WHAT TO WORK ON:
Set out every line of the entries below as a numbered list, omitting blank lines and leaving out the pictures.

SUPPLIED RECORDS:
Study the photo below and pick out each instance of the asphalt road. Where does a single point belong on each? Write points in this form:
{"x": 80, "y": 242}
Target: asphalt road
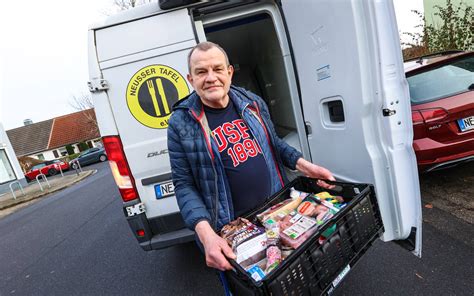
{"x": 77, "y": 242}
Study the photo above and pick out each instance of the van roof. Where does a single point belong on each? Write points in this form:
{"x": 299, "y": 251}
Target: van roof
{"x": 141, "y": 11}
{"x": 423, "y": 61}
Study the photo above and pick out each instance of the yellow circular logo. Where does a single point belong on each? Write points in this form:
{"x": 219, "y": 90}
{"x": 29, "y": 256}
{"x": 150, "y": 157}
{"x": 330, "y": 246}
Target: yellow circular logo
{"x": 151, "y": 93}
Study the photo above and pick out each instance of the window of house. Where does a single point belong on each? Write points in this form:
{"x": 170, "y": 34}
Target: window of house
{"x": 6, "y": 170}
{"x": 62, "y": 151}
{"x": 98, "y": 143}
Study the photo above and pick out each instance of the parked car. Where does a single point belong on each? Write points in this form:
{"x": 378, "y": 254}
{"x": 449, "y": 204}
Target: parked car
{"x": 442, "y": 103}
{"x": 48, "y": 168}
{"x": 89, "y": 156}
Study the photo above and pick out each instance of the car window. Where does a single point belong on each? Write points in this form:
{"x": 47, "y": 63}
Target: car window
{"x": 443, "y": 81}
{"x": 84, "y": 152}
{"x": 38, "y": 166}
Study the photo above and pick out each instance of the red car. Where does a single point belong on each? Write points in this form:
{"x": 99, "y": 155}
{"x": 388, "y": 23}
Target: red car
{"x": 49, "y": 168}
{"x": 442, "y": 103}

OUTPUT OF THE EXERCISE:
1. Study the photo below and pick out each instance of the asphalt road. Where does a single point belong on each? Write points in this form:
2. {"x": 80, "y": 242}
3. Target: asphalt road
4. {"x": 77, "y": 242}
5. Study the photo above and pick out each instance of the van roof. Where does a single point belong on each? Write points in this form:
6. {"x": 299, "y": 251}
7. Target: van roof
8. {"x": 141, "y": 11}
9. {"x": 423, "y": 61}
10. Study the photo above and pick out each instance of the yellow circular logo. Where does a single point belong on each? Write points in this form:
11. {"x": 219, "y": 90}
12. {"x": 29, "y": 256}
13. {"x": 150, "y": 157}
14. {"x": 330, "y": 246}
15. Target: yellow circular logo
16. {"x": 151, "y": 93}
17. Study the photo above and pick out each instance of the window of house. Where does a single point belong on each? Write points in this form:
18. {"x": 170, "y": 34}
19. Target: window of house
20. {"x": 6, "y": 170}
21. {"x": 62, "y": 151}
22. {"x": 98, "y": 143}
23. Study the photo above and pick out each instance of the parked car. Where does a single point belong on each? Write points in this form:
24. {"x": 378, "y": 254}
25. {"x": 449, "y": 204}
26. Target: parked car
27. {"x": 442, "y": 103}
28. {"x": 48, "y": 168}
29. {"x": 89, "y": 156}
30. Study the photo above and pick out each instance of the car window. Where does a single point belong on each? Write points in this form:
31. {"x": 47, "y": 63}
32. Target: car window
33. {"x": 443, "y": 81}
34. {"x": 84, "y": 152}
35. {"x": 38, "y": 166}
36. Study the photo above and pick out each instance of the red car. Where does a single point belong on each? Write points in this form:
37. {"x": 99, "y": 155}
38. {"x": 388, "y": 23}
39. Target: red car
40. {"x": 49, "y": 168}
41. {"x": 442, "y": 103}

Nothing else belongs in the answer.